= TASK TO COMPLETE =
Rewrite the lines below, substituting "object" for every "instance" and keeping everything else the same. Leave out the pictures.

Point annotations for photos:
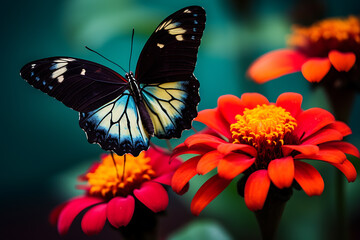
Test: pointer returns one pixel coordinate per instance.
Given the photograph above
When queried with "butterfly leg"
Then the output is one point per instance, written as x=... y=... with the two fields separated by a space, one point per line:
x=117 y=173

= EXERCISE ANSWER =
Test: pointer returns one pixel coordinate per object.
Given the photograph above
When queried with "butterfly leg"
Then the output is one point per object, written as x=... y=... with the two fields separated by a space, one point per line:
x=117 y=173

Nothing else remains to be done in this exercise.